Registrato: 21/02/07 05:55
Messaggi: 2488
Residenza: Mugello

MessaggioInviato: Mar Dic 02, 2008 5:58 am    Oggetto: Enzo Cei alla Mostra di Micromosso... Rispondi citando

Ho deciso di spostare qui la mia risposta/racconto della visita alla nostra Mostra del Maestro Fotografo Enzo Cei data sotto la foto di Barbelfo che ha immortalato il momento.
Credo che a molti utenti espositori a cui e' sfuggita la foto possa far piacere sapere della visita di Enzo Cei.
Inserisco anche due fotine mie del momento, nonostante gli avessi chiesto il permesso di riprenderlo, il mio timore reverenziale mi ha fregata Embarassed Embarassed quindi sono solo foto ricordo nulla di che..

Preciso anche un'ultima cosa: la parola "autentico/a" usata sia nel titolo che all'interno del mio commento ha un signiificato ben preciso e cioe' che ero talmente imbarazzata, emozionata, contenta e rossa come un peperone che alla fine Enzo guardandomi mi dice: "ma sei autentica"?? un coro arriva dalle mie spalle di rimando gli risponde: a voglia, lei e' cosi' a volte peggio.... Embarassed Embarassed e finisce tutto in un bell'abbraccio.
Solo che per 2 giorni mi hanno preso in giro con quella frase: ma sei autentica?

Riporto qui le parole di Enzo Cei che ha donato a Giacomo Saviozzi:

QUI, OGGI



Né grattacieli né capanne:
per raccontarci, fotografo la casa accanto.

● Materiale mostrato
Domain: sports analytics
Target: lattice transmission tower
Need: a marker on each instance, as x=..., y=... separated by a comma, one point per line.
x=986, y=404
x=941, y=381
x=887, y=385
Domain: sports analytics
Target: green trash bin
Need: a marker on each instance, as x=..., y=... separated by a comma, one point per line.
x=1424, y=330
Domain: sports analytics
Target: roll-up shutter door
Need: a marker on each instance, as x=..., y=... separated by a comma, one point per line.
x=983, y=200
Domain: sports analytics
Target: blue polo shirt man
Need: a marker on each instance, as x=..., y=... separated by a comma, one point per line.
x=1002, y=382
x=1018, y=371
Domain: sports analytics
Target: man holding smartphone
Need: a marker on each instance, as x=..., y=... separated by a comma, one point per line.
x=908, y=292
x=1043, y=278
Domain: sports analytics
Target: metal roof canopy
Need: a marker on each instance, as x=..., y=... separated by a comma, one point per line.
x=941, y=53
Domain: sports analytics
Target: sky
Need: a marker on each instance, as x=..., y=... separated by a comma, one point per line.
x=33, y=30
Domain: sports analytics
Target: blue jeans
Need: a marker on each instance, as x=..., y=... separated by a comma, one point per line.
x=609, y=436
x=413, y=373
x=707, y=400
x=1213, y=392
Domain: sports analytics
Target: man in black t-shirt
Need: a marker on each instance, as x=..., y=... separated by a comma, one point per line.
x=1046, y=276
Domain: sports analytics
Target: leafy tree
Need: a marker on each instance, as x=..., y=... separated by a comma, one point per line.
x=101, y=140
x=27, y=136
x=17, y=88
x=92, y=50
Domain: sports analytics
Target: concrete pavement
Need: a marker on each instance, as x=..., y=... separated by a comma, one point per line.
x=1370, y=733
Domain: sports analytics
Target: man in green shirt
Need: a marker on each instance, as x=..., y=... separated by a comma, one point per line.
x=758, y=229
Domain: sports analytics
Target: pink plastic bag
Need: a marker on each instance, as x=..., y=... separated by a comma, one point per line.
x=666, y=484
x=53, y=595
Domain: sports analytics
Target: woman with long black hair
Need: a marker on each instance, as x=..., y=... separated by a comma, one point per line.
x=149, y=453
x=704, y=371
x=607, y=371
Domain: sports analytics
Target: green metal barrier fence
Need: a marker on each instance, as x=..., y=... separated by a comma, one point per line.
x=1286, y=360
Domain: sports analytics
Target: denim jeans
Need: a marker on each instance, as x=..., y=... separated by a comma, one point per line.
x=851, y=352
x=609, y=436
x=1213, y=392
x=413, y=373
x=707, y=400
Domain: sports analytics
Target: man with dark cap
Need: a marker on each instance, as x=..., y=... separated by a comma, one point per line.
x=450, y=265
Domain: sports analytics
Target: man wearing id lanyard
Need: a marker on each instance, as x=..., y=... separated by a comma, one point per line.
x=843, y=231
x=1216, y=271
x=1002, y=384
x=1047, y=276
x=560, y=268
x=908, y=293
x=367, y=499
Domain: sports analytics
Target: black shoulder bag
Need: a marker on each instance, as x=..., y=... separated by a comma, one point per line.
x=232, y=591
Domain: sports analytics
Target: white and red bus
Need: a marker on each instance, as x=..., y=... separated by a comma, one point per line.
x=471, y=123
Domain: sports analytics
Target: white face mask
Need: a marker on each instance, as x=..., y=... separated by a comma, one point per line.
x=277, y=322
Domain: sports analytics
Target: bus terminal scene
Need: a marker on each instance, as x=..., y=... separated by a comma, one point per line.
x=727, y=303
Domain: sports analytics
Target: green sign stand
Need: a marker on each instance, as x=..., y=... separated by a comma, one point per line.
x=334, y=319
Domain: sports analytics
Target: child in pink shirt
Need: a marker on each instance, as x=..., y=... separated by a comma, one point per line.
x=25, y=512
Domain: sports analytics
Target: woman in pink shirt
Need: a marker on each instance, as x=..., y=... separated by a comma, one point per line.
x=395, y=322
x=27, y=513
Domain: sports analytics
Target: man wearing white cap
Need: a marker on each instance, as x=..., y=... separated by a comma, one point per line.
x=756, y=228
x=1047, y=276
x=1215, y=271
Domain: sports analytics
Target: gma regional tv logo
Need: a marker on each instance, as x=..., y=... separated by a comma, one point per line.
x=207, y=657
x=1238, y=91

● Consegna A
Elenca tutte le persone chiamate per nome o per nome utente nel brano.
● Consegna B
Ricopia dal brano il testo che comincia con "Preciso anche un'ultima" e finisce con "in un bell'abbraccio.".
● Consegna C
Rispondi in base al brano alle domande seguenti:
(i) Quanti messaggi risultano nel profilo di chi scrive?
(ii) A chi ha donato le sue parole Enzo Cei?
(iii) Per quanti giorni chi scrive è stata presa in giro con la frase "ma sei autentica?"

● Risposta completa A
Enzo Cei, Barbelfo, Giacomo Saviozzi

● Risposta completa B
Preciso anche un'ultima cosa: la parola "autentico/a" usata sia nel titolo che all'interno del mio commento ha un signiificato ben preciso e cioe' che ero talmente imbarazzata, emozionata, contenta e rossa come un peperone che alla fine Enzo guardandomi mi dice: "ma sei autentica"?? un coro arriva dalle mie spalle di rimando gli risponde: a voglia, lei e' cosi' a volte peggio.... Embarassed Embarassed e finisce tutto in un bell'abbraccio.

● Risposta completa C
(i) 2488
(ii) A Giacomo Saviozzi
(iii) Per 2 giorni